## BEGIN PROVIDED ENTRIES

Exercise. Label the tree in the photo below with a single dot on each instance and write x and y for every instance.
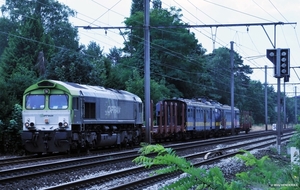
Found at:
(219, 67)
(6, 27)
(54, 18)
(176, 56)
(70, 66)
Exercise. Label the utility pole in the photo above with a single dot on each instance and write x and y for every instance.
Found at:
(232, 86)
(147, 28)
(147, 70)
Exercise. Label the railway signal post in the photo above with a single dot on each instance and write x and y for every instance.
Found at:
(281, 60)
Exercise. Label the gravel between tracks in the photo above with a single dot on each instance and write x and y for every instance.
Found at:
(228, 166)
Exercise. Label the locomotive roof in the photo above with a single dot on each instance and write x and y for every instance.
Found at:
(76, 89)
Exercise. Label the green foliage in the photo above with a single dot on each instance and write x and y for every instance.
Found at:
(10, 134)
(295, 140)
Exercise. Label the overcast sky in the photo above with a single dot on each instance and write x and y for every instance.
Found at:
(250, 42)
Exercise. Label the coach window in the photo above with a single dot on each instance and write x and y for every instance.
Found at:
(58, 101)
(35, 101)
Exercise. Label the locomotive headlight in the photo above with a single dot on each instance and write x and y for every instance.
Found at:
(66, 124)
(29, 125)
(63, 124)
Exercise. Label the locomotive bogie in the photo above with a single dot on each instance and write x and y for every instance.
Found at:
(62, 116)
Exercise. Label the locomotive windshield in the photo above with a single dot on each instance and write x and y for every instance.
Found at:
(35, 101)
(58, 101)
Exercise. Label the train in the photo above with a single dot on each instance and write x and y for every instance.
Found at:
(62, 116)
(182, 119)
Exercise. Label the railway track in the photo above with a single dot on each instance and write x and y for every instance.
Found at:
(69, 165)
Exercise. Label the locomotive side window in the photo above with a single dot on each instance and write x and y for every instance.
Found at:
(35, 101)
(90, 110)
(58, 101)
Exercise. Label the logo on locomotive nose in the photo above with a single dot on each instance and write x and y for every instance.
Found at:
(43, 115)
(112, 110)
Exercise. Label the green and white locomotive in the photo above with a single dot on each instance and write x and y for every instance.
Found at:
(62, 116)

## END PROVIDED ENTRIES
## BEGIN PROVIDED ENTRIES

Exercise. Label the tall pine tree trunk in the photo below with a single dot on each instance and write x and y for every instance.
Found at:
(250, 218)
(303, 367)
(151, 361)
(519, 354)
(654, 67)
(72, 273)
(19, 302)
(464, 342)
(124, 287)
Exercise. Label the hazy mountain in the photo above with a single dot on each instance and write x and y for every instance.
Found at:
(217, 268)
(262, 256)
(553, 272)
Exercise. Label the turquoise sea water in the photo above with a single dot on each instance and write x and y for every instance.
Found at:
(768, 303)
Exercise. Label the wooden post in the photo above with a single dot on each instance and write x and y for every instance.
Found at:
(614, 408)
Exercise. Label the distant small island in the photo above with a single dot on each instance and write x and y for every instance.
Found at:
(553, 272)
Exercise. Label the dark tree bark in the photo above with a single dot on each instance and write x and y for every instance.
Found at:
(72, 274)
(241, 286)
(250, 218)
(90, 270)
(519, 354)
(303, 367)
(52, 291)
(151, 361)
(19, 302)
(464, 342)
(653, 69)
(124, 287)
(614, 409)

## END PROVIDED ENTRIES

Pick out every line above that contains the word "green", copying each one in full. Case counts.

Exercise. Label the green foliage in the photo above with a single dot on each instance and write x and y for every instance.
Exercise. Label the green and white locomotive in the photo above with a single dot on each instance and write x and y for every instance.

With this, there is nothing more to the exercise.